Mr. Fischer was the most powerful American player in history, and the most enigmatic. After scaling the heights of fame, he all but dropped out of chess, losing money and friends and living under self-imposed exile in Budapest, Japan, possibly in the Philippines and Switzerland, and finally in Iceland, moving there in 2005 and becoming a citizen.

When he emerged now and then, it was sometimes on the radio, ranting in increasingly belligerent terms against the United States and Jews. His rationality was questioned.

In 1992, he came out of a long seclusion for a $5 million rematch against his old nemesis, the Russian-born grandmaster Boris Spassky. The match, in Yugoslavia, commemorated the 20th anniversary of the two men’s monumental meeting in Reykjavik and Mr. Fischer’s most glorious triumph. Mr. Fischer won the rematch handily, but it was a sad reprise of their face-off in the summer of 1972.

In that earlier encounter, Mr. Fischer wrested the world championship from the elegant Mr. Spassky to become the first and, as yet, only American to win the title, one that Soviet-born players had held for more than four decades. It was the cold war fought with chess pieces in an out-of-the-way place.

• • • •

- Task details: Can you repeat, word for word, the stretch of the passage on Mr. Fischer from "Mr. Fischer was" through "rationality was questioned."?

Location labeling data

• • • •

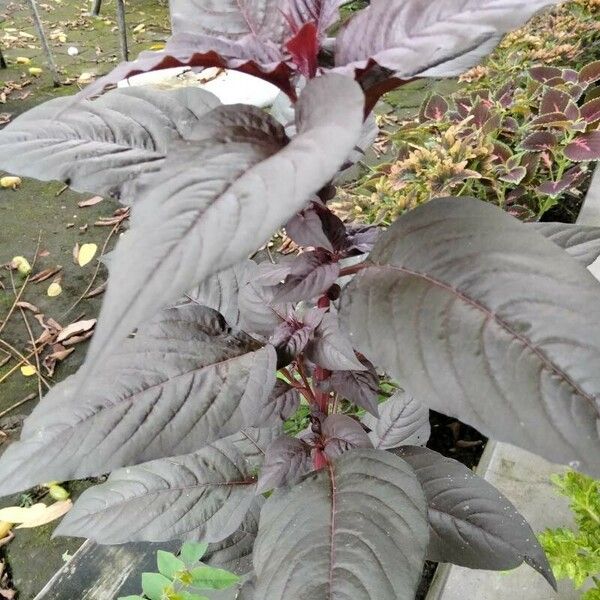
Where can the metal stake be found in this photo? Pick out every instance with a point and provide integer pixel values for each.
(122, 29)
(45, 45)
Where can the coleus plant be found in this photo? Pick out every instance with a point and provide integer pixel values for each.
(201, 353)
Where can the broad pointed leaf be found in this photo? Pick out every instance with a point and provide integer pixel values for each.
(99, 146)
(235, 552)
(221, 290)
(356, 529)
(397, 34)
(330, 347)
(472, 524)
(582, 242)
(286, 461)
(182, 382)
(219, 201)
(402, 421)
(204, 495)
(482, 318)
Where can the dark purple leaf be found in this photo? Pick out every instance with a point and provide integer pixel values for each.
(304, 49)
(102, 146)
(312, 274)
(543, 74)
(359, 387)
(584, 147)
(590, 73)
(539, 141)
(515, 175)
(397, 34)
(200, 496)
(554, 101)
(402, 421)
(341, 433)
(323, 13)
(216, 202)
(286, 461)
(435, 108)
(184, 380)
(471, 523)
(291, 337)
(451, 338)
(282, 403)
(330, 348)
(356, 530)
(590, 111)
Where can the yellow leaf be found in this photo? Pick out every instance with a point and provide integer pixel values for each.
(5, 528)
(54, 289)
(50, 513)
(86, 254)
(12, 182)
(28, 370)
(21, 264)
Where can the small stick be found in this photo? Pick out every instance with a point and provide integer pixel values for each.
(17, 404)
(122, 29)
(96, 7)
(45, 45)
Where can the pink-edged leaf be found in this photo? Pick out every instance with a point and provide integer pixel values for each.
(397, 34)
(515, 175)
(550, 120)
(435, 108)
(554, 101)
(543, 73)
(323, 13)
(584, 147)
(555, 188)
(590, 73)
(342, 433)
(330, 348)
(539, 141)
(287, 460)
(304, 48)
(359, 387)
(590, 111)
(312, 274)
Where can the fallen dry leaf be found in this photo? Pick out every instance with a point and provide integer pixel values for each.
(90, 202)
(76, 328)
(86, 254)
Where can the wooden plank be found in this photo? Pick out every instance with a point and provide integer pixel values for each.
(104, 572)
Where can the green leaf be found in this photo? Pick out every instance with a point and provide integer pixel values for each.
(192, 552)
(153, 585)
(213, 578)
(168, 564)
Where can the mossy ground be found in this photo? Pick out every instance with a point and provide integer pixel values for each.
(35, 212)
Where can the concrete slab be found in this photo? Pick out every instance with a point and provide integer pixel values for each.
(524, 479)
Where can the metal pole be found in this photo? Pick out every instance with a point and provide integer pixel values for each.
(45, 45)
(96, 7)
(122, 29)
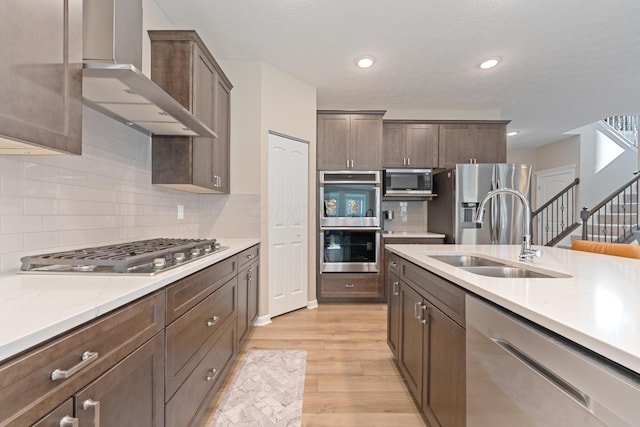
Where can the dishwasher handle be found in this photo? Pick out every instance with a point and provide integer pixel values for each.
(566, 387)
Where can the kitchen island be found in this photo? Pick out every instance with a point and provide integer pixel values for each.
(597, 307)
(582, 308)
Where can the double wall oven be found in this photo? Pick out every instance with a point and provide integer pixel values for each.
(349, 221)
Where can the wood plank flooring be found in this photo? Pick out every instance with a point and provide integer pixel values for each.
(351, 379)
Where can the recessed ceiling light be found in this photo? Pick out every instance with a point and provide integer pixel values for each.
(489, 63)
(364, 61)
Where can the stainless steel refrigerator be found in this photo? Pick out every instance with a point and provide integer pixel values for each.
(459, 193)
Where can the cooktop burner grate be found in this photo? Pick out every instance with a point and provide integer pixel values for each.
(144, 256)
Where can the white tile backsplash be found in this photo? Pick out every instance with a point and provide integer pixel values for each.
(53, 203)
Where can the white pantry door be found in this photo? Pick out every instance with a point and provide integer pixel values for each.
(288, 224)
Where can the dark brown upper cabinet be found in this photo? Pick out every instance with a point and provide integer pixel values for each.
(41, 77)
(349, 140)
(183, 66)
(409, 145)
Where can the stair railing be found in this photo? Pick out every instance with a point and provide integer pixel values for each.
(615, 219)
(627, 126)
(557, 218)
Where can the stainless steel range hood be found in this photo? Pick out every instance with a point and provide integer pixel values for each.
(112, 82)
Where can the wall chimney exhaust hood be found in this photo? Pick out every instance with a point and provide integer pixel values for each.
(112, 82)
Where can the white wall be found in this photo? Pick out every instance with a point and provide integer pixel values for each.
(152, 19)
(263, 99)
(522, 155)
(597, 182)
(289, 108)
(53, 203)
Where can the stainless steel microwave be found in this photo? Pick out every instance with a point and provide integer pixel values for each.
(408, 182)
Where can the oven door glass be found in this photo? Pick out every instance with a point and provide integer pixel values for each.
(350, 205)
(356, 250)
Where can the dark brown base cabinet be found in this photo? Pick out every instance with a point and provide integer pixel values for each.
(183, 66)
(160, 360)
(426, 333)
(351, 287)
(249, 266)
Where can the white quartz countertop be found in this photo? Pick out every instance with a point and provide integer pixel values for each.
(37, 307)
(598, 306)
(412, 234)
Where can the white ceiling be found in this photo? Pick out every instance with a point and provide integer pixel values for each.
(565, 63)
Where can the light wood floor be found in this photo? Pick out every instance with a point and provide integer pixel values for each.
(351, 379)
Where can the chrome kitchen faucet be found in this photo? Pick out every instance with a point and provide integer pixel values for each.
(526, 251)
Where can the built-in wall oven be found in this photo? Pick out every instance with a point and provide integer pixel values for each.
(350, 250)
(350, 198)
(349, 221)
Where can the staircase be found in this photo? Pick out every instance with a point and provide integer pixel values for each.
(615, 219)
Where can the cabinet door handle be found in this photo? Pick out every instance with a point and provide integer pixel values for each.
(425, 314)
(87, 358)
(95, 405)
(417, 310)
(68, 421)
(213, 372)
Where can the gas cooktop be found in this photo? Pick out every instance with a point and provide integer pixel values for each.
(144, 257)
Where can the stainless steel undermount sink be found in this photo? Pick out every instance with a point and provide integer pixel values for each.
(488, 267)
(466, 260)
(507, 272)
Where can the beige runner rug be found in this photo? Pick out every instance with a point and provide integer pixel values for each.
(266, 391)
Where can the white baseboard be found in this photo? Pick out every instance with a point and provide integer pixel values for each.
(263, 320)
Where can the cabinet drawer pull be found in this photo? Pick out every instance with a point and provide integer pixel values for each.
(212, 374)
(87, 357)
(425, 314)
(95, 405)
(68, 421)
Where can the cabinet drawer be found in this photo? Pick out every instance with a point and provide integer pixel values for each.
(54, 418)
(27, 391)
(351, 286)
(393, 263)
(190, 335)
(186, 293)
(128, 394)
(248, 255)
(448, 297)
(187, 405)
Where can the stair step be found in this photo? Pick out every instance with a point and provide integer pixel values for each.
(629, 218)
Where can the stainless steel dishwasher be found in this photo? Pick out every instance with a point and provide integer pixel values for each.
(519, 374)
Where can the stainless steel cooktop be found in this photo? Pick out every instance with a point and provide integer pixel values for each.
(144, 257)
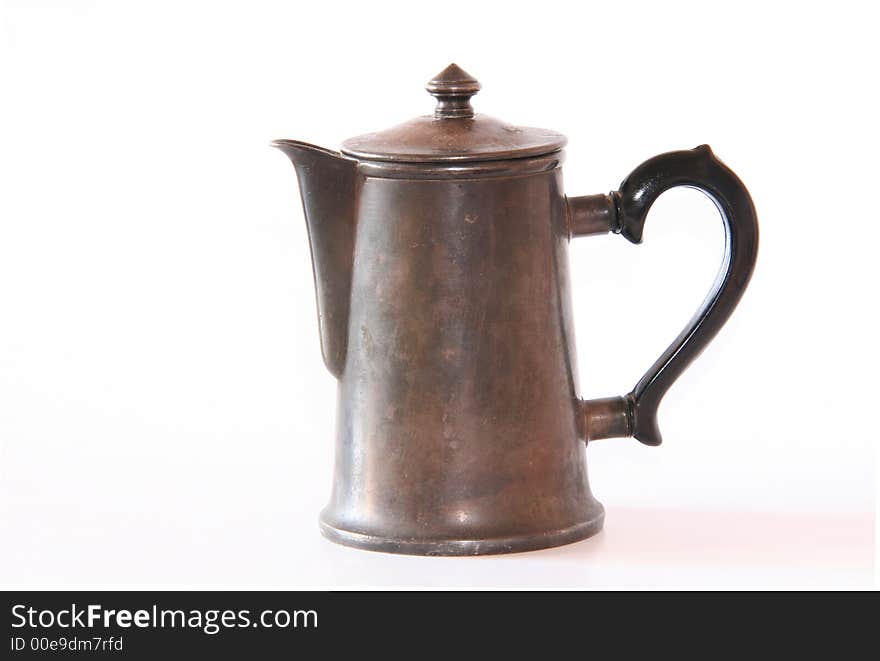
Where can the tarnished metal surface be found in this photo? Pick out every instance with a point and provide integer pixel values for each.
(444, 298)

• • • •

- Written response:
Mr. Fischer was the most powerful American player in history, and the most enigmatic. After scaling the heights of fame, he all but dropped out of chess, losing money and friends and living under self-imposed exile in Budapest, Japan, possibly in the Philippines and Switzerland, and finally in Iceland, moving there in 2005 and becoming a citizen.

When he emerged now and then, it was sometimes on the radio, ranting in increasingly belligerent terms against the United States and Jews. His rationality was questioned.